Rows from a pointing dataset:
--

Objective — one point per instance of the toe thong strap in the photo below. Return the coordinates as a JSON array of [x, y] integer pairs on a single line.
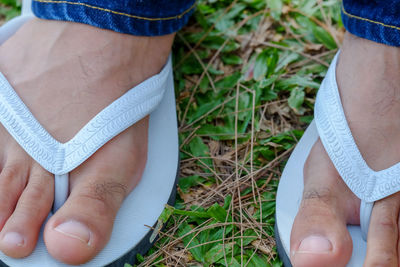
[[336, 136], [61, 158], [365, 217], [61, 188]]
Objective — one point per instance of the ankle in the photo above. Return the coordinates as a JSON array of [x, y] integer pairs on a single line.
[[92, 52]]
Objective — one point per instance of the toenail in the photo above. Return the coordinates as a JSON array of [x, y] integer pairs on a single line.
[[315, 244], [76, 230], [13, 239]]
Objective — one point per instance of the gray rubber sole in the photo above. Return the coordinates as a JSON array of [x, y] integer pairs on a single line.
[[279, 247]]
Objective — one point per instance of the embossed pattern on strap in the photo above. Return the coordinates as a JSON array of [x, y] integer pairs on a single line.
[[61, 158], [339, 143]]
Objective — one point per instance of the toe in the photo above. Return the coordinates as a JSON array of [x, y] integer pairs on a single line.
[[20, 233], [383, 233], [319, 235], [13, 178], [82, 226]]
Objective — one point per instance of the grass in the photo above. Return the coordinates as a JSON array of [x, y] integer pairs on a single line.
[[246, 74]]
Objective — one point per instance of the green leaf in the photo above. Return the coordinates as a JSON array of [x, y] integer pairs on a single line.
[[217, 252], [232, 59], [198, 148], [190, 241], [296, 99], [185, 183], [217, 132], [217, 212], [228, 82], [275, 7], [324, 37], [261, 65], [166, 213]]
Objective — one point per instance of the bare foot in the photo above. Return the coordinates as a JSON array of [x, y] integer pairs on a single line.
[[66, 73], [369, 85]]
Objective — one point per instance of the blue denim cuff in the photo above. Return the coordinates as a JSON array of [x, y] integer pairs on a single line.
[[136, 17], [378, 22]]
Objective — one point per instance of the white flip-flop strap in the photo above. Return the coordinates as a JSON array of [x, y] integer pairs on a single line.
[[61, 158], [336, 136]]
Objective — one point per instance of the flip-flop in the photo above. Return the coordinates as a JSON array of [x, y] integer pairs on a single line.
[[331, 126], [131, 232]]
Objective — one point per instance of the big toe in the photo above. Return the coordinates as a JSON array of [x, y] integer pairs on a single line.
[[319, 235]]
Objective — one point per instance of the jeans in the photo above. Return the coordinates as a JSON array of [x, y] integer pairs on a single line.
[[136, 17], [375, 20]]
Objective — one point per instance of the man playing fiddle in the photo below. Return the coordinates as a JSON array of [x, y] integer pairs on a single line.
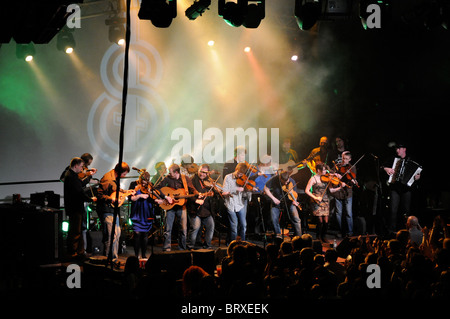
[[176, 180], [74, 199], [106, 201], [236, 205], [282, 190], [142, 213], [200, 212], [344, 196]]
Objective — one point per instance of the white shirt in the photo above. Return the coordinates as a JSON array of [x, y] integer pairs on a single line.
[[239, 199]]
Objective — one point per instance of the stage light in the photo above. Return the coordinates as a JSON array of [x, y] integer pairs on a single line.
[[65, 226], [255, 13], [307, 12], [159, 12], [248, 13], [116, 32], [197, 9], [65, 41], [25, 51]]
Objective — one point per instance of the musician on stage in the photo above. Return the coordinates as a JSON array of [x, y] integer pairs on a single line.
[[74, 199], [318, 190], [344, 197], [239, 157], [200, 211], [279, 188], [105, 208], [236, 204], [176, 180], [142, 213], [400, 194], [161, 171], [320, 154], [287, 153]]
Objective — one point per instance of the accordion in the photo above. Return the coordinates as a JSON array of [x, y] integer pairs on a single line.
[[405, 170]]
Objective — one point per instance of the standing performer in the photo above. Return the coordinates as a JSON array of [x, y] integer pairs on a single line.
[[344, 197], [74, 199], [400, 192], [106, 201], [282, 190], [142, 213], [175, 180], [161, 170], [318, 190], [200, 212], [237, 203], [319, 154], [239, 157]]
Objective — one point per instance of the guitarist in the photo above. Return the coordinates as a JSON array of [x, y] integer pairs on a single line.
[[200, 211], [281, 202], [176, 180], [105, 207]]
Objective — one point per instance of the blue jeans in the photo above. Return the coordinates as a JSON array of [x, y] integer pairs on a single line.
[[347, 204], [293, 216], [238, 223], [109, 220], [179, 213], [195, 224]]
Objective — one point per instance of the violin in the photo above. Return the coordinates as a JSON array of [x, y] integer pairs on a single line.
[[348, 175], [245, 182], [254, 169], [192, 168], [332, 179], [86, 173], [289, 189]]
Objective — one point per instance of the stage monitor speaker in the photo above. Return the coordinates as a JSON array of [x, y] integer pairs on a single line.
[[174, 262], [32, 236], [204, 258], [94, 243]]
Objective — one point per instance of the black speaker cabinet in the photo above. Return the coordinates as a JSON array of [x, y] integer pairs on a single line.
[[30, 235], [94, 242]]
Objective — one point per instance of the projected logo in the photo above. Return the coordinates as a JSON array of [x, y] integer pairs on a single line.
[[146, 112]]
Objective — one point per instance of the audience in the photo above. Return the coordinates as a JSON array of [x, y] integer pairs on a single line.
[[294, 269]]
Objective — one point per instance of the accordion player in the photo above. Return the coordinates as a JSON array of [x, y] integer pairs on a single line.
[[404, 171]]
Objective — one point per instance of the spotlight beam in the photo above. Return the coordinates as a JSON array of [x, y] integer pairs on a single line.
[[197, 9]]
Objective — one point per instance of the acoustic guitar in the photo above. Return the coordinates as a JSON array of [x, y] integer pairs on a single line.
[[179, 196], [122, 196]]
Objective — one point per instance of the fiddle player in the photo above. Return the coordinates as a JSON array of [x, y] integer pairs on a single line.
[[318, 191], [200, 212], [344, 197], [188, 167], [319, 154], [176, 180], [142, 213], [239, 157], [74, 199], [282, 191], [236, 205], [106, 200], [287, 153]]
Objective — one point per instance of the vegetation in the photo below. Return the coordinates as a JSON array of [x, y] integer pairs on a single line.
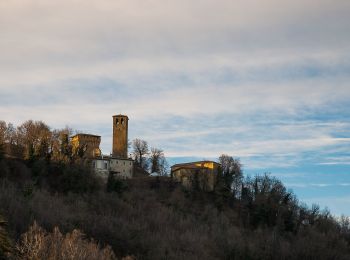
[[155, 218]]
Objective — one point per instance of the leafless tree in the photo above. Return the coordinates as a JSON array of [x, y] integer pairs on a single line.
[[231, 173], [158, 161], [140, 151]]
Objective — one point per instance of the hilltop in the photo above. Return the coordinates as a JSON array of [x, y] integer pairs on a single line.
[[156, 218]]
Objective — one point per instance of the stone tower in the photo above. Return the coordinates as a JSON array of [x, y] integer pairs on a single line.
[[120, 136]]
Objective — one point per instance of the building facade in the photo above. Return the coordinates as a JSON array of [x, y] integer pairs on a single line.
[[201, 173], [118, 164], [119, 168], [86, 143], [120, 136]]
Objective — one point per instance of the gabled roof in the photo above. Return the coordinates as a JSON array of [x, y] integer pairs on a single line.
[[192, 164], [81, 134]]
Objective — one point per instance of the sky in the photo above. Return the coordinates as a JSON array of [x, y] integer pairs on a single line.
[[264, 81]]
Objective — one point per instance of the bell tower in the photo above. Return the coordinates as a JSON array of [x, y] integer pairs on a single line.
[[120, 136]]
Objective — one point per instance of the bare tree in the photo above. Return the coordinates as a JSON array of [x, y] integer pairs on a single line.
[[231, 173], [35, 136], [140, 151], [158, 161]]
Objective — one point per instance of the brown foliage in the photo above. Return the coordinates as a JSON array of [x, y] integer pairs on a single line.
[[36, 243]]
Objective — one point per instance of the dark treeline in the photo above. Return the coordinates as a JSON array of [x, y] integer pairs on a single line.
[[50, 209]]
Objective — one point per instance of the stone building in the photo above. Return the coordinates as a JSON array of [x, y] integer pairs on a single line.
[[118, 167], [89, 144], [120, 136], [201, 173], [118, 164]]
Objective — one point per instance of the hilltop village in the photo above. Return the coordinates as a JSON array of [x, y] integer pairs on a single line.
[[122, 166]]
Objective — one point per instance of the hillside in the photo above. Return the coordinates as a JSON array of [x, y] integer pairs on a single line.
[[155, 218]]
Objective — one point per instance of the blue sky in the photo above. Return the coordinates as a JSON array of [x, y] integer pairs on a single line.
[[264, 81]]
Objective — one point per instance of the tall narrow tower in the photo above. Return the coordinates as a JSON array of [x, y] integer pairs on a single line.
[[120, 136]]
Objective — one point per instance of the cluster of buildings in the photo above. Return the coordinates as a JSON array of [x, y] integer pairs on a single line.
[[120, 165], [117, 163]]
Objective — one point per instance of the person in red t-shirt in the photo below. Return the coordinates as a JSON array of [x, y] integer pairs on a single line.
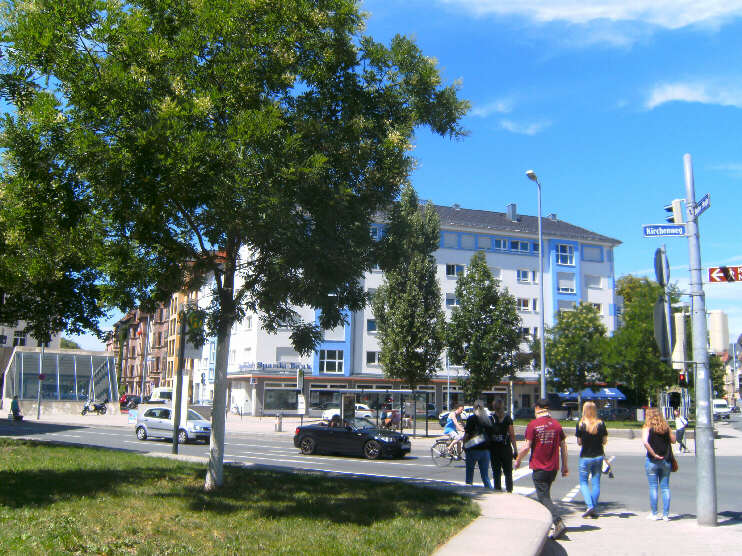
[[545, 440]]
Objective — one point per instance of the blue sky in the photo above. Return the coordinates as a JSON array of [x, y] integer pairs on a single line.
[[601, 100]]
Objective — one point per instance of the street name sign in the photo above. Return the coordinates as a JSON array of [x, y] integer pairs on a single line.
[[664, 230], [703, 204], [725, 273]]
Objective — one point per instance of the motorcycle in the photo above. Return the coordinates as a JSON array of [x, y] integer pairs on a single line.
[[91, 407]]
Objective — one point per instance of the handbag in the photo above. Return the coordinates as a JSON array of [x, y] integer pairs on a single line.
[[672, 460], [475, 441]]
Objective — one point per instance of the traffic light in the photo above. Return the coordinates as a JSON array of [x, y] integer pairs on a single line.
[[676, 211]]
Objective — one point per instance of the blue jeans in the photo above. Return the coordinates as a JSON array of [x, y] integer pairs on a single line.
[[590, 488], [481, 458], [658, 475]]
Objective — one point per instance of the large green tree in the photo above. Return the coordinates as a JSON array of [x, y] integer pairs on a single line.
[[632, 357], [576, 347], [249, 140], [483, 334], [407, 306]]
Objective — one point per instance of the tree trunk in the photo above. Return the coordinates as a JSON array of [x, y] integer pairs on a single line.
[[215, 471]]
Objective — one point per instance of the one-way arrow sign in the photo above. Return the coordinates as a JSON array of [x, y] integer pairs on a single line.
[[725, 273]]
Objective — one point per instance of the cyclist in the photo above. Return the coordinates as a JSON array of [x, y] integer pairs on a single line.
[[455, 430]]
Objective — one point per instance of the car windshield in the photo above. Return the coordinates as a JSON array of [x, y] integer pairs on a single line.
[[360, 423], [193, 416]]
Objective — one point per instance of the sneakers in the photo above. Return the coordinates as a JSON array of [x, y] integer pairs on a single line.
[[559, 529]]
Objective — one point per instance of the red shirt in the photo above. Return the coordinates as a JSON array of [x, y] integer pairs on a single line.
[[545, 435]]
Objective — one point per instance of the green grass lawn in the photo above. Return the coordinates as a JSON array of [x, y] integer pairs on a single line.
[[69, 500]]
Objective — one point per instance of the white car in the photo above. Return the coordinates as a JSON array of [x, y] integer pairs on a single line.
[[362, 410]]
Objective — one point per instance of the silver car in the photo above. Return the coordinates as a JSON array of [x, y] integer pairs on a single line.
[[158, 422]]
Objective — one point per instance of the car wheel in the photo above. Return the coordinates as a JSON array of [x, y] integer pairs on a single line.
[[372, 450], [307, 445]]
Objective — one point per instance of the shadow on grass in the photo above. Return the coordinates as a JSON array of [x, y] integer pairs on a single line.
[[34, 475]]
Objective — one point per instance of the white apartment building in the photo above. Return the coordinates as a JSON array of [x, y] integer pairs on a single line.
[[264, 369]]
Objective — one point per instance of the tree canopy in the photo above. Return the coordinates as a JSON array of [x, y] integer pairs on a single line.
[[250, 141], [407, 306], [575, 348], [483, 334]]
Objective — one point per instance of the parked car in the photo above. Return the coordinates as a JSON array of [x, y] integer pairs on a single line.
[[129, 401], [362, 410], [356, 437], [158, 422], [617, 414], [721, 409]]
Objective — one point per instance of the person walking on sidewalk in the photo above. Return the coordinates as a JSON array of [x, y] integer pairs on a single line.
[[545, 440], [478, 430], [680, 424], [658, 439], [591, 437], [503, 447]]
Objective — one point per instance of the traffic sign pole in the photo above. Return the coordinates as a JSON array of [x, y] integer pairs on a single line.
[[705, 463]]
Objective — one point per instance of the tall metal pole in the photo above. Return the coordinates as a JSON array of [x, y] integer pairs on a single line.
[[541, 294], [179, 382], [705, 463], [144, 363]]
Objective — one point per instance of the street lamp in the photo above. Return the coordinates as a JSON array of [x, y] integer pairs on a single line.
[[532, 176]]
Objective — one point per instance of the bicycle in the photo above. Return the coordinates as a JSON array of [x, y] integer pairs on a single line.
[[443, 455]]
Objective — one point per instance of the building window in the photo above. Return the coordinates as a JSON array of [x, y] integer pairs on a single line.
[[331, 360], [453, 270], [521, 246], [565, 282], [592, 253], [593, 282], [467, 241], [450, 240], [565, 254]]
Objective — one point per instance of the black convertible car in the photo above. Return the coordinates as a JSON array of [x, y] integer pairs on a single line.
[[354, 437]]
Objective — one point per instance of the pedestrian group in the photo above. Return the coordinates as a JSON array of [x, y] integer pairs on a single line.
[[489, 441]]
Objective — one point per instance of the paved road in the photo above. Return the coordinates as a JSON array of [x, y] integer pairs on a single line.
[[626, 492]]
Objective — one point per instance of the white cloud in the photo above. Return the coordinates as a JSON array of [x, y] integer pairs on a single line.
[[694, 91], [501, 106], [523, 128], [669, 14]]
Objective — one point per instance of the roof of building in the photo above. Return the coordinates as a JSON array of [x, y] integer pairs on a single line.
[[500, 222]]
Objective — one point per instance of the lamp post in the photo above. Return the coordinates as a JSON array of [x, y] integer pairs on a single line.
[[532, 176]]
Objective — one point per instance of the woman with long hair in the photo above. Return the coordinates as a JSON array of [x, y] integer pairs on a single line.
[[503, 448], [658, 439], [591, 436], [477, 431]]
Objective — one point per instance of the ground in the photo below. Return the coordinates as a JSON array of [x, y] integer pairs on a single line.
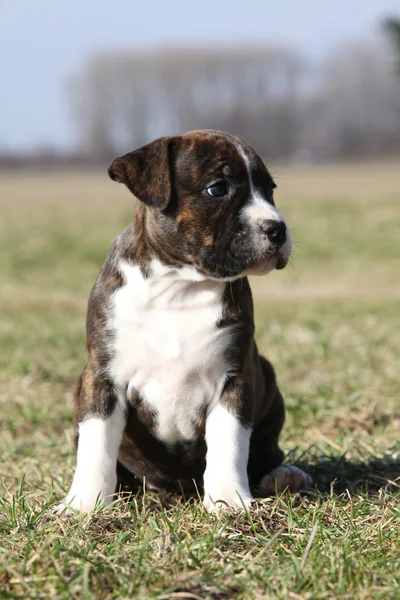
[[329, 323]]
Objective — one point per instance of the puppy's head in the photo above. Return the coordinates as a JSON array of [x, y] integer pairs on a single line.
[[209, 203]]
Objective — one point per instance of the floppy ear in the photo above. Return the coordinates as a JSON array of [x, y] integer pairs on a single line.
[[146, 173]]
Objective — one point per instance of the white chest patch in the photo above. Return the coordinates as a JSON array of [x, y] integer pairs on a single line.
[[167, 345]]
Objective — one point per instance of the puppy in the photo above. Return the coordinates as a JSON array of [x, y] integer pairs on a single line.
[[174, 388]]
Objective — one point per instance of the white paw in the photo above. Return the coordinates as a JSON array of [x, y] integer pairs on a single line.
[[81, 503], [281, 478], [227, 500]]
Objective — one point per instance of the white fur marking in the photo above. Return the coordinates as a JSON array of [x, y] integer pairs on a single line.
[[260, 209], [95, 475], [225, 477], [167, 345]]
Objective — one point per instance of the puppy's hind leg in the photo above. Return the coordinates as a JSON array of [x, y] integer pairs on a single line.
[[100, 421], [267, 474]]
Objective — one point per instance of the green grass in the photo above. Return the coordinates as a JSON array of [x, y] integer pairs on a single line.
[[330, 324]]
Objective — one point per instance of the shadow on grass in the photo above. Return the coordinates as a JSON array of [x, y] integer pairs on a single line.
[[338, 474]]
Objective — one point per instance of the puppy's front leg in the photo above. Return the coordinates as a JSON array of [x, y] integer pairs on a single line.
[[100, 432], [225, 477]]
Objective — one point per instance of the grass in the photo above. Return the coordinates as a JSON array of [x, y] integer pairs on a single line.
[[330, 325]]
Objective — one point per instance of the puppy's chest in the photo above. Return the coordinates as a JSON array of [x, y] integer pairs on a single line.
[[168, 348]]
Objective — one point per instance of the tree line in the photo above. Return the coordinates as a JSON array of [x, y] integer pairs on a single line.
[[348, 105]]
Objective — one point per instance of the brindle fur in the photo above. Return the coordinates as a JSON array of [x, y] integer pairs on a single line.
[[168, 177]]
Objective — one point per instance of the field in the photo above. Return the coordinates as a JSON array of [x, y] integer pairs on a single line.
[[331, 325]]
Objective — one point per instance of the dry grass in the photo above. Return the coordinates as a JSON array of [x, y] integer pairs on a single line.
[[330, 324]]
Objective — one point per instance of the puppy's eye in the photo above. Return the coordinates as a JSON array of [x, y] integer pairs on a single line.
[[217, 189]]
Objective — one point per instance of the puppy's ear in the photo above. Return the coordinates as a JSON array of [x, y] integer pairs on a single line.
[[146, 173]]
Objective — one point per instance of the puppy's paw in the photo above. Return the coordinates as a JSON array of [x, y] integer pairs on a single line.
[[223, 500], [281, 478]]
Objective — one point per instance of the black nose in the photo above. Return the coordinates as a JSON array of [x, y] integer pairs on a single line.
[[275, 230]]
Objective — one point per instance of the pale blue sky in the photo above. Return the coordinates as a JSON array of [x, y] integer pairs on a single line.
[[42, 42]]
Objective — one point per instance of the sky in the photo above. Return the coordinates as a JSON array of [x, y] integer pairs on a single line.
[[44, 42]]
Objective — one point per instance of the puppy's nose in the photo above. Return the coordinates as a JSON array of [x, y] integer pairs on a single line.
[[275, 230]]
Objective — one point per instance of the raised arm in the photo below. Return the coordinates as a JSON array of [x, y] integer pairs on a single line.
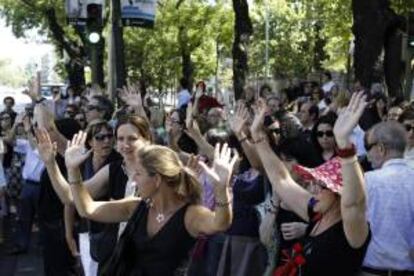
[[201, 220], [103, 211], [353, 198], [288, 190]]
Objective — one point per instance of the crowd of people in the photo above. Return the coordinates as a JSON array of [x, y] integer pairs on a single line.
[[313, 180]]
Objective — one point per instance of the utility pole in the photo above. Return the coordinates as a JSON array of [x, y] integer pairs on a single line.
[[116, 51]]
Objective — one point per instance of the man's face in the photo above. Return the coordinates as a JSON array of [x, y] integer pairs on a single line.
[[409, 127], [93, 111], [375, 152]]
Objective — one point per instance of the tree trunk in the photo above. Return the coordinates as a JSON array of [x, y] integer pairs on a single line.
[[242, 31], [376, 28]]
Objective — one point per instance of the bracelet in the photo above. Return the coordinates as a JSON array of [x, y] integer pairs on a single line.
[[261, 139], [75, 182], [243, 139], [223, 204], [346, 153]]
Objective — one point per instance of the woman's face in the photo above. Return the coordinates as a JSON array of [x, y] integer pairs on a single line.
[[325, 137], [274, 130], [326, 198], [101, 143], [146, 183], [129, 141]]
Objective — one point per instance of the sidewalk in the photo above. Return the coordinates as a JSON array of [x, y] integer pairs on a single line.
[[20, 265]]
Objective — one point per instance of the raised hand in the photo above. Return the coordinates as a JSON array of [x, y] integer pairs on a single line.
[[76, 152], [348, 119], [239, 119], [256, 128], [47, 149], [131, 95], [223, 166]]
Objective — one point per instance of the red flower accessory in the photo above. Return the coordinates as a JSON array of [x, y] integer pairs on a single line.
[[328, 174], [292, 262]]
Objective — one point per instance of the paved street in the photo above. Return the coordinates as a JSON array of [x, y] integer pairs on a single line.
[[20, 265]]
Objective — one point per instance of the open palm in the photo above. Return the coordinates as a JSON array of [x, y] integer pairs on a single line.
[[223, 166], [348, 119], [76, 153]]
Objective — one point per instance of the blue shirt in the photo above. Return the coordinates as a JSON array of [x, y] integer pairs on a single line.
[[390, 194]]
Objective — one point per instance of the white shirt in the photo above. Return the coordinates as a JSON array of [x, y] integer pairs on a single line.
[[33, 165], [390, 196], [184, 97]]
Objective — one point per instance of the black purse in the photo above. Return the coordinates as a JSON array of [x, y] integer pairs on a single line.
[[119, 263]]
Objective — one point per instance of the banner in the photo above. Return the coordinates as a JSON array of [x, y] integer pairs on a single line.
[[139, 13]]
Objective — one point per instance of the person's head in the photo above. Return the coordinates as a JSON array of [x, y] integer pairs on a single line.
[[99, 107], [394, 113], [100, 138], [5, 120], [273, 103], [308, 113], [81, 119], [215, 116], [407, 119], [249, 93], [327, 76], [132, 133], [159, 170], [265, 91], [8, 102], [322, 134], [385, 141], [71, 111], [183, 83]]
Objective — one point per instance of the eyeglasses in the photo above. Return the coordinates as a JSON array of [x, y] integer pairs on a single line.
[[275, 130], [101, 137], [369, 146], [328, 133], [92, 107], [409, 127]]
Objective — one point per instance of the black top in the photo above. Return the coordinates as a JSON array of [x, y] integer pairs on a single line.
[[50, 207], [165, 252], [329, 253]]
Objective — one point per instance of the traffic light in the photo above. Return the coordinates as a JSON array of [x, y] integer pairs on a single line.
[[94, 22]]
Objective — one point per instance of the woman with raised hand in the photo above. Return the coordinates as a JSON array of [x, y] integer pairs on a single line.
[[165, 219], [112, 181], [338, 230]]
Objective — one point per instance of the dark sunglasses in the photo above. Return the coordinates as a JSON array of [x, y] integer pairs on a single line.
[[275, 130], [328, 133], [92, 107], [101, 137], [409, 128], [369, 146]]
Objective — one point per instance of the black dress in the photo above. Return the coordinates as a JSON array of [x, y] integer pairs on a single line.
[[166, 252]]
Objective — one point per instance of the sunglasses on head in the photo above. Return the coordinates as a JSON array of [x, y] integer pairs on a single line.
[[92, 107], [275, 130], [409, 127], [101, 137], [328, 133]]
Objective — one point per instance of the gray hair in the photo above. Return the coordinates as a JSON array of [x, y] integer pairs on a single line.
[[391, 134]]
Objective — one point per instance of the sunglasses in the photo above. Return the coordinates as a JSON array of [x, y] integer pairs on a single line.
[[92, 107], [101, 137], [328, 133], [275, 130], [409, 128]]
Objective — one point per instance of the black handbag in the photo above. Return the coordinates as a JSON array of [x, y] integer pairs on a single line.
[[120, 263]]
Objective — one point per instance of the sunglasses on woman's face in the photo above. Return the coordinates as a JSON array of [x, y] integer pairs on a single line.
[[328, 133], [101, 137]]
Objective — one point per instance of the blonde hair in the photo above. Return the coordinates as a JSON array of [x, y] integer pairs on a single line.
[[165, 162]]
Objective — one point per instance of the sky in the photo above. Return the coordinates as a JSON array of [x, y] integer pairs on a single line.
[[20, 51]]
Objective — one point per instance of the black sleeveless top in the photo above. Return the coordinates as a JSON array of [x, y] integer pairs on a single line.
[[166, 252], [329, 253]]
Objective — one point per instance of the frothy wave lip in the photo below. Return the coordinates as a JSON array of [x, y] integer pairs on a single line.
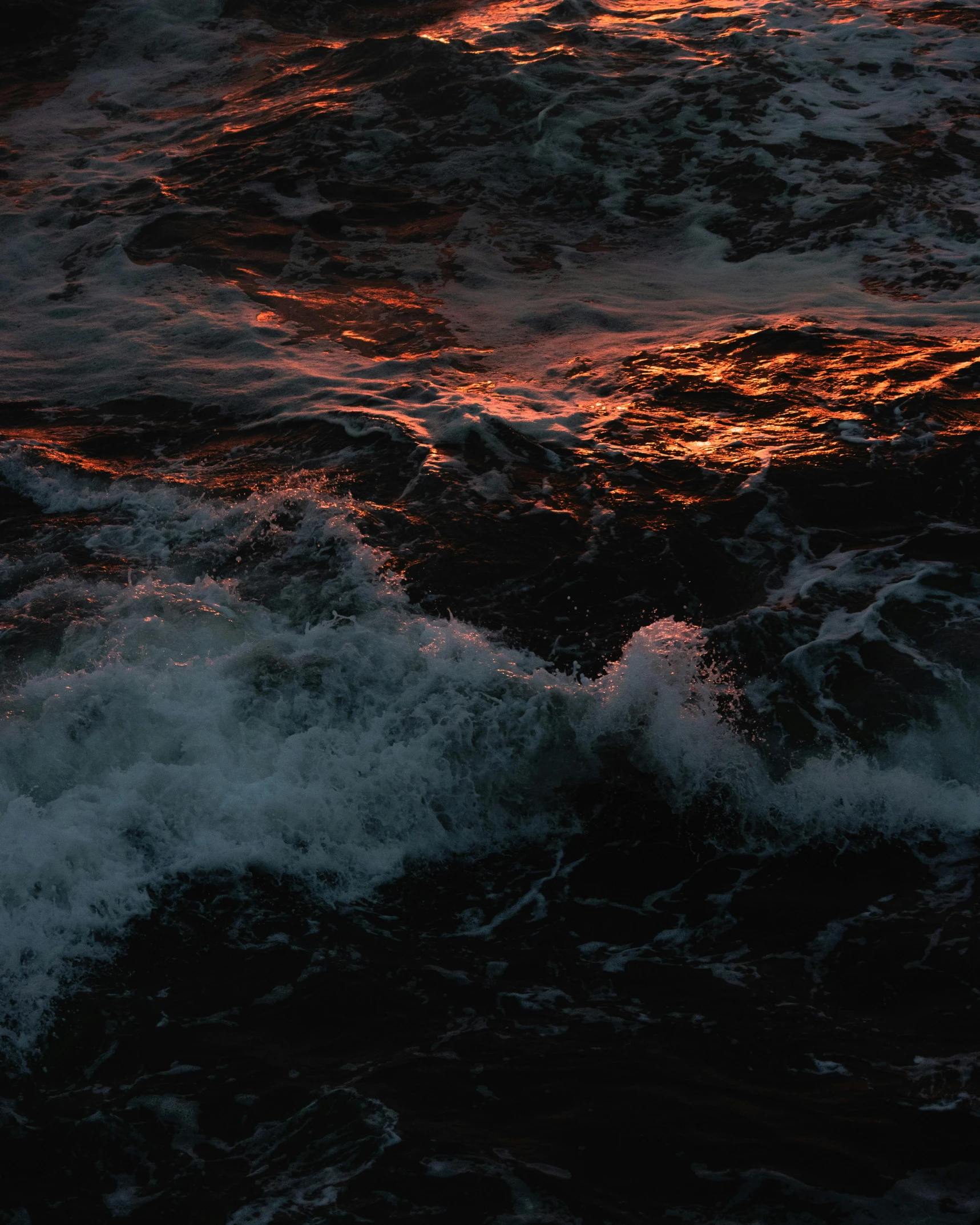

--

* _Requirement_: Write out the entries word for word, beginning with the line that contains "Objective — one point per instance of the ankle" and continuing through the line that contains "[[246, 74]]", both included.

* _Answer to this exercise_:
Objective — one point per instance of the ankle in the photo above. Return the coordinates as a JSON array of [x, y] integer pairs on a single line.
[[92, 52]]
Objective — one point per instance of the toenail in the photo above. Return the coordinates as a JSON array of [x, y] integer pairs on a single line.
[[315, 244], [76, 230], [13, 239]]
Objective — one point per instance of the gray rubber sole in the photo above. Return the coordinates as a JSON array of [x, y] integer pairs on a single line.
[[279, 247]]
Objective — one point per instance of the embossed pattern on strap in the photo above. Return the coordinates as a JSON array of [x, y] integer pairs on a single line.
[[61, 158], [339, 143]]
Objective — one point per instance of the toe in the photo above. Return the coordinates as a JSON array of [x, y] integer pairs on a single line.
[[20, 233], [383, 233], [319, 235], [13, 178], [82, 226]]
Objective — one point per instance of the grass in the photo above. Return the coordinates as a JSON array of [x, y] integer pairs on a single line.
[[246, 74]]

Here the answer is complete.